[Start Selected text]
Crypto Leverage: How to Increase Profits and Not Lose Your Deposit

Crypto Leverage: How to Increase Profits and Not Lose Your Deposit
Leo
22/12/2025
Authors: Leo
#Research and Analysis

What is leverage in crypto trading?

The cryptocurrency market has long ceased to be just the territory of enthusiasts – today it is a full-fledged financial sector with many tools for earning. One such tool is leverage. It allows traders to open positions for amounts significantly exceeding their own funds. However, with great opportunities come great risks.

In this article, we will break down in detail how leverage works, what its advantages and pitfalls are, and provide practical advice on using this tool safely.

Crypto Leverage: How to Increase Profits and Not Lose Your Deposit

Definition of leverage

Leverage is the ability to borrow money from the platform where trading takes place and open a position larger than your existing funds. For example, if a trader has $100 and uses 3x leverage, their position increases to $300. Thus, the leverage figure indicates how many times a trader's position is multiplied when used. It also means how many times potential profits or losses will increase.

Trading platforms provide limits on the use of leverage: it depends on the assets traded on the platform and the company's policy. On some Forex platforms, you can easily find 500x leverage.

How does leverage work in cryptocurrency trading?

Using leverage when trading is a step that is as exciting as it is dangerous. With its help, traders can open large positions while having small collateral. In theory, a trader can use collateral of only $1,000 and 100x leverage – their position will equal $100,000. This allows for increased potential profit due to a more powerful position. However, such a leverage size obliges the trader to be familiar with its coefficient: when using leverage, profits and losses increase by its size. For example, if the price changes by 1% and the trader uses 10x leverage, then profit or loss increases to 10%. In general, when using 100x leverage, a price change of only 1% can lead to the liquidation of the position – the exchange will automatically close it if there is insufficient collateral.

Collateral is also called margin or security to maintain a position. Once the margin in the account runs out, the trader's position is liquidated because there is nothing left to secure it. There are also two types of margin:

  1. Isolated margin. Only a part of the funds from the account is used to secure the position. For example, from a total deposit of $10,000, a trader can use only $2,000 for collateral;
  2. Cross margin. All available funds in the account are used for collateral. If there is $10,000 in the trader's deposit, all these funds will be used as collateral.
[End Selected text]
[Start Data provided]
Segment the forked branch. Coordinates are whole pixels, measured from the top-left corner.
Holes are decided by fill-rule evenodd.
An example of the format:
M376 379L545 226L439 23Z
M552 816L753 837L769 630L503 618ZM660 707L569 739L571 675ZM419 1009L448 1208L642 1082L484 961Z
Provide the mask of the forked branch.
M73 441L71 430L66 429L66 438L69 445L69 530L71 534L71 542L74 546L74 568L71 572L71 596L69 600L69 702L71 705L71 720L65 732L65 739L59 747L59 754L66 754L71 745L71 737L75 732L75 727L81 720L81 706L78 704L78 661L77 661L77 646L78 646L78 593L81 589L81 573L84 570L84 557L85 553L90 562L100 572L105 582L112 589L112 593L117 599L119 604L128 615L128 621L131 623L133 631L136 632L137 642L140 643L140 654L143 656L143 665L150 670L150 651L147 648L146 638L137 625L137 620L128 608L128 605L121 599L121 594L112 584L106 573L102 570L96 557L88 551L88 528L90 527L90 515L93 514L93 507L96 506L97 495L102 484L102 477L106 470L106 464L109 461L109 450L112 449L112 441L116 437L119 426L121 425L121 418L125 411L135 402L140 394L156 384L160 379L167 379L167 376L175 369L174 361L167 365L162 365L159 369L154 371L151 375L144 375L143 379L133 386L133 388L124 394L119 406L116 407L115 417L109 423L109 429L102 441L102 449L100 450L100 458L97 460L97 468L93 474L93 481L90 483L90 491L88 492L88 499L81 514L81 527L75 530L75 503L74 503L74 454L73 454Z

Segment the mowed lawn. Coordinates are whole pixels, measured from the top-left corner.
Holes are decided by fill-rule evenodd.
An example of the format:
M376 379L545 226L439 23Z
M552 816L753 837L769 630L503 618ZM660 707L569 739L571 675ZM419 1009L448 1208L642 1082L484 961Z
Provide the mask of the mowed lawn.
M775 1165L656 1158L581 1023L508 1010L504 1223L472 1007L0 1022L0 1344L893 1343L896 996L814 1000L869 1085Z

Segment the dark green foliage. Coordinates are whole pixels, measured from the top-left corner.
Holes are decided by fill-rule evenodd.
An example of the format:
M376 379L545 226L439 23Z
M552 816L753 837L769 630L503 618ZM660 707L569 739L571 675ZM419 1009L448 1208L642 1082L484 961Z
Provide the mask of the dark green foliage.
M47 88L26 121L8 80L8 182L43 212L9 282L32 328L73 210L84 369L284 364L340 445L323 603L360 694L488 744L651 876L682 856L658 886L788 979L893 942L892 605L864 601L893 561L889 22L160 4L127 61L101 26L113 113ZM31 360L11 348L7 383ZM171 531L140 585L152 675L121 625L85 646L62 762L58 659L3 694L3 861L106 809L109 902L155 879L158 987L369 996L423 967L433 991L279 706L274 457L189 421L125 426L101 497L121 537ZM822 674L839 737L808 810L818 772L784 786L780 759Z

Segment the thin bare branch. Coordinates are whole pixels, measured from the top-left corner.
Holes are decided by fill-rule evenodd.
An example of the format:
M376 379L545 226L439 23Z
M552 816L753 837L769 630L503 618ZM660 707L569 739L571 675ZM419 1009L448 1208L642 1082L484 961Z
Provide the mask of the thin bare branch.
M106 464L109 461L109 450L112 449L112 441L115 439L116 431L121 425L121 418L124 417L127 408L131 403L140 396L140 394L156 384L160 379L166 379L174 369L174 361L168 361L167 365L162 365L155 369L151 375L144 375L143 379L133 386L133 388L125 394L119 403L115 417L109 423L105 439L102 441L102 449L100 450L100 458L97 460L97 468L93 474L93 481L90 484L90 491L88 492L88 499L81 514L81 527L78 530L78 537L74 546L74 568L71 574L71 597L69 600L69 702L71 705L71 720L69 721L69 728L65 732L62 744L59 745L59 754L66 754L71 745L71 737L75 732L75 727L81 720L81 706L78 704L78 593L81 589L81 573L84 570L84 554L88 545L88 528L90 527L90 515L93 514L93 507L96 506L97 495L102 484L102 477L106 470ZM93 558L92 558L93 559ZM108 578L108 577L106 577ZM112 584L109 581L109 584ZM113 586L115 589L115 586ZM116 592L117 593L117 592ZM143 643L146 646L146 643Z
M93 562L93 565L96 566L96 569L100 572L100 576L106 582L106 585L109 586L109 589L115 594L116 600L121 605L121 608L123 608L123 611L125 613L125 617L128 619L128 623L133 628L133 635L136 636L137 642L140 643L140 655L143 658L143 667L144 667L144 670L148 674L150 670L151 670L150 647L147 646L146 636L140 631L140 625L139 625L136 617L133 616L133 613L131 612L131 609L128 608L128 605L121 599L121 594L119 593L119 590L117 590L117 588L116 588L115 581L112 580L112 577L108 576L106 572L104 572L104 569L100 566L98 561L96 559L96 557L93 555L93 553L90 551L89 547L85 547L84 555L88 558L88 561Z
[End Data provided]
=== To do ===
A - Print the passage from the crypto leverage article starting with "Definition of leverage" and going on through "losses will increase.".
B - Continue the crypto leverage article from the point where it stops.

=== Solved problems ===
A -
Definition of leverage

Leverage is the ability to borrow money from the platform where trading takes place and open a position larger than your existing funds. For example, if a trader has $100 and uses 3x leverage, their position increases to $300. Thus, the leverage figure indicates how many times a trader's position is multiplied when used. It also means how many times potential profits or losses will increase.

B -
Using leverage in trading is a double-edged sword: income can increase manifold, but at the same time, losses can take away all your capital. Securing a large position with a small margin can also play a cruel joke, as one small price fluctuation can liquidate it. You just need to memorize one rule: whatever the leverage is – that's how many times the profit or loss increases.

We still do not recommend using high leverage (above 10x). This starts to look like gambling, because a trader cannot know exactly how much the price will deviate, which will bring them profit or loss.

Advantages of trading with leverage

The most important advantage of using leverage can be called the ability to "boost" a small deposit. Let's look at an example:

A trader has $1,000 and wants to grow their capital. Trading on the spot market can bring about 5-10% per month, meaning the increase to the trader's reserves will be $50-100. Even if every month the increase is about $100, then in a year their capital will increase only to $2,200. Using leverage is a different story: a trader can open a position with $1,000 collateral and 10x leverage. If we take the same profit percentage as on the spot market, it will be $500-1,000 per month, which is much more impressive.

It is this approach that attracts market participants with small capital, because the faster it can be grown, the less leverage can be used for further trading.

Also, an important fact is that the use of leverage allows you to profit not only in a rising market but also in a falling one. This increases variability when choosing trading strategies.

To summarize, we can say that using leverage in the right hands can multiply the profit received.

Disadvantages and risks of trading with leverage

The whole problem lies in the fact that novice traders are unlikely to have any stable capital growth, as they do not yet have enough knowledge. And if on the spot market you can get away with losses of a few dozen dollars, the use of leverage can completely deprive you of your deposit. Here everything is the same as with profit: losses will be manifold higher than what could have been on the spot market.

High volatility in the market can nullify all attempts at trading with leverage, and do so in a fairly short time.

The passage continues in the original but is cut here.